• _Task instructions_
Without the images, write out the whole listing exactly.
"""
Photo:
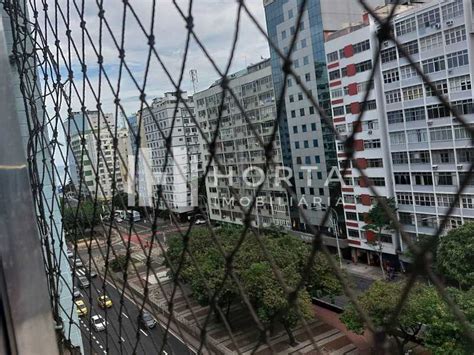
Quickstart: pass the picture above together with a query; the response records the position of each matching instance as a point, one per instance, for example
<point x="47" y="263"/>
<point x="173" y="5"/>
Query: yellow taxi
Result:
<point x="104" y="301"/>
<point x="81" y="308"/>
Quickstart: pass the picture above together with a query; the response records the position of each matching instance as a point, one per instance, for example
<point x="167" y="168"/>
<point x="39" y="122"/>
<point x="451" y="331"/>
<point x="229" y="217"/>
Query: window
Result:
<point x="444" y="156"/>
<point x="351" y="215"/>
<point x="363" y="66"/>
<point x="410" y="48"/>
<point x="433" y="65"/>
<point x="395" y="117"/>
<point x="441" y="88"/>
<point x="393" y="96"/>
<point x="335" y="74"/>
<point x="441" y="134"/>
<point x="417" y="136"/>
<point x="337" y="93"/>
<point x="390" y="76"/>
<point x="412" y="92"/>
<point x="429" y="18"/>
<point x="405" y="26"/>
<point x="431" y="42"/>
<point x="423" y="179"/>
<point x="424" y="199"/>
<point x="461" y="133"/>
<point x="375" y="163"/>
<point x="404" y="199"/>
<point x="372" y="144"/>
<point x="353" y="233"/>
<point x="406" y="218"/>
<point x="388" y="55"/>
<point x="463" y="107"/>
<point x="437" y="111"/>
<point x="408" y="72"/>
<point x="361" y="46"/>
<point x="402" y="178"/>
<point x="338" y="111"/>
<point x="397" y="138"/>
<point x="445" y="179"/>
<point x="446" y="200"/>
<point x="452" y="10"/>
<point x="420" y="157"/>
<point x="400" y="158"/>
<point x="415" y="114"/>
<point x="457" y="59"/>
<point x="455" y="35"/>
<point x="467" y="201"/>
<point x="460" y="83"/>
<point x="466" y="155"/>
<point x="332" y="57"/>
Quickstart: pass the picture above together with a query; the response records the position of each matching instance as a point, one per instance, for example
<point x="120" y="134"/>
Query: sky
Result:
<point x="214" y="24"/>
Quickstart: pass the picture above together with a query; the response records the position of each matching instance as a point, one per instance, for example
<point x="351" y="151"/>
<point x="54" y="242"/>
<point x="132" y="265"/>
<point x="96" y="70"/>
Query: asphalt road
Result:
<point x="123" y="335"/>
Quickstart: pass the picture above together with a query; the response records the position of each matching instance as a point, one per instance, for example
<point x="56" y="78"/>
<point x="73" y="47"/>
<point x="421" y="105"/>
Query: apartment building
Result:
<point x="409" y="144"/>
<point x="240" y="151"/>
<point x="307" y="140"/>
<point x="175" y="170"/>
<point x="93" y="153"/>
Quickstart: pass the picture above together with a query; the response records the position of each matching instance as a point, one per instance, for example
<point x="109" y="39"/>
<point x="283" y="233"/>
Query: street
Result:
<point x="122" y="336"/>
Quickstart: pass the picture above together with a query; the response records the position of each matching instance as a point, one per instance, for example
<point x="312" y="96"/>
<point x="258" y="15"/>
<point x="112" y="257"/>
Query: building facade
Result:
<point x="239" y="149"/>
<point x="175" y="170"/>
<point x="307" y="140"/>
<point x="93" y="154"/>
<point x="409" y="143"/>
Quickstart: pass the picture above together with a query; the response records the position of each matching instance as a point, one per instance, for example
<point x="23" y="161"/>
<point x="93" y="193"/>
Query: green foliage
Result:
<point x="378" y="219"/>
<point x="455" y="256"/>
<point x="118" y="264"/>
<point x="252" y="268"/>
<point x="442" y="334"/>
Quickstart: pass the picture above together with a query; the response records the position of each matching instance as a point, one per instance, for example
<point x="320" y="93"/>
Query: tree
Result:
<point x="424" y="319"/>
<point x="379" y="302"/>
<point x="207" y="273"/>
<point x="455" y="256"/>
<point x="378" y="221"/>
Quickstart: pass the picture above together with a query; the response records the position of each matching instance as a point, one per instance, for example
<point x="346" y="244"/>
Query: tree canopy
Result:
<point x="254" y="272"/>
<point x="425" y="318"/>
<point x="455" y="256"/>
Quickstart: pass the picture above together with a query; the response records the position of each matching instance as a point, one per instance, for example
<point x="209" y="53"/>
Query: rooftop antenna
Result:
"""
• _Exercise result_
Photo:
Quickstart: pass the picture above together with a query; the response records the position of each matching instance as a point, one per instance, for example
<point x="47" y="263"/>
<point x="173" y="5"/>
Query: yellow taxi
Result:
<point x="104" y="301"/>
<point x="81" y="308"/>
Quickstart: pass the picture above together with a query; the response records the position of each matching instance as a point, one per instance, for example
<point x="167" y="168"/>
<point x="39" y="122"/>
<point x="451" y="331"/>
<point x="229" y="217"/>
Query: window
Result:
<point x="444" y="156"/>
<point x="351" y="215"/>
<point x="363" y="66"/>
<point x="410" y="48"/>
<point x="433" y="65"/>
<point x="395" y="117"/>
<point x="441" y="88"/>
<point x="393" y="96"/>
<point x="335" y="74"/>
<point x="441" y="134"/>
<point x="417" y="136"/>
<point x="337" y="93"/>
<point x="390" y="76"/>
<point x="412" y="92"/>
<point x="429" y="18"/>
<point x="405" y="26"/>
<point x="431" y="42"/>
<point x="423" y="179"/>
<point x="424" y="199"/>
<point x="461" y="133"/>
<point x="375" y="163"/>
<point x="404" y="199"/>
<point x="372" y="144"/>
<point x="353" y="233"/>
<point x="406" y="218"/>
<point x="388" y="55"/>
<point x="463" y="107"/>
<point x="437" y="111"/>
<point x="408" y="72"/>
<point x="361" y="46"/>
<point x="402" y="178"/>
<point x="338" y="111"/>
<point x="397" y="138"/>
<point x="445" y="179"/>
<point x="446" y="200"/>
<point x="452" y="10"/>
<point x="420" y="157"/>
<point x="400" y="158"/>
<point x="415" y="114"/>
<point x="457" y="59"/>
<point x="455" y="35"/>
<point x="467" y="201"/>
<point x="460" y="83"/>
<point x="466" y="155"/>
<point x="332" y="57"/>
Quickstart: pass the picture above together with a query; the response records the position of each matching instance as a point, one per instance, for example
<point x="120" y="134"/>
Query: sky
Result:
<point x="214" y="24"/>
Quickstart: pass the picture above together with a query; the response records the position of each matching instance as a point, one per instance, for example
<point x="351" y="151"/>
<point x="54" y="242"/>
<point x="132" y="265"/>
<point x="96" y="70"/>
Query: asphalt road
Result:
<point x="123" y="335"/>
Quickstart: pass the picture above together with a query; the response records the position of each matching instance as a point, one per instance, for example
<point x="56" y="78"/>
<point x="73" y="47"/>
<point x="421" y="105"/>
Query: apartment building
Result:
<point x="409" y="144"/>
<point x="240" y="151"/>
<point x="307" y="140"/>
<point x="175" y="170"/>
<point x="93" y="153"/>
Quickstart: pass the picture above together with a query; the response records the position of each matching instance as a point, one per instance, for example
<point x="109" y="39"/>
<point x="283" y="233"/>
Query: street
Result:
<point x="122" y="336"/>
Quickstart: pass the picture above together with a query; the response records the position of each matching instance as a point, one per instance, for example
<point x="312" y="96"/>
<point x="258" y="15"/>
<point x="112" y="257"/>
Query: building facade
Result:
<point x="239" y="149"/>
<point x="175" y="170"/>
<point x="307" y="140"/>
<point x="93" y="154"/>
<point x="409" y="143"/>
Quickstart: pass the picture above together with a query; the response records the position of each matching instance as a point, one per instance, for example
<point x="23" y="161"/>
<point x="93" y="193"/>
Query: green foliage
Result:
<point x="378" y="219"/>
<point x="455" y="256"/>
<point x="118" y="264"/>
<point x="252" y="268"/>
<point x="442" y="334"/>
Quickstart: pass the picture above together with a query; the response records the position of each matching instance as a point, one per instance, for example
<point x="320" y="93"/>
Query: tree
Result:
<point x="424" y="319"/>
<point x="379" y="302"/>
<point x="207" y="273"/>
<point x="455" y="256"/>
<point x="378" y="221"/>
Quickstart: pass the picture above together with a query; the response records the position of each matching instance as a point, one per instance, for example
<point x="346" y="244"/>
Query: tree canopy
Result:
<point x="254" y="272"/>
<point x="425" y="318"/>
<point x="455" y="256"/>
Quickstart: pass the picture above together with a query; the response records the position of each matching instance as a point, one per instance, for example
<point x="209" y="53"/>
Query: rooftop antenna
Result:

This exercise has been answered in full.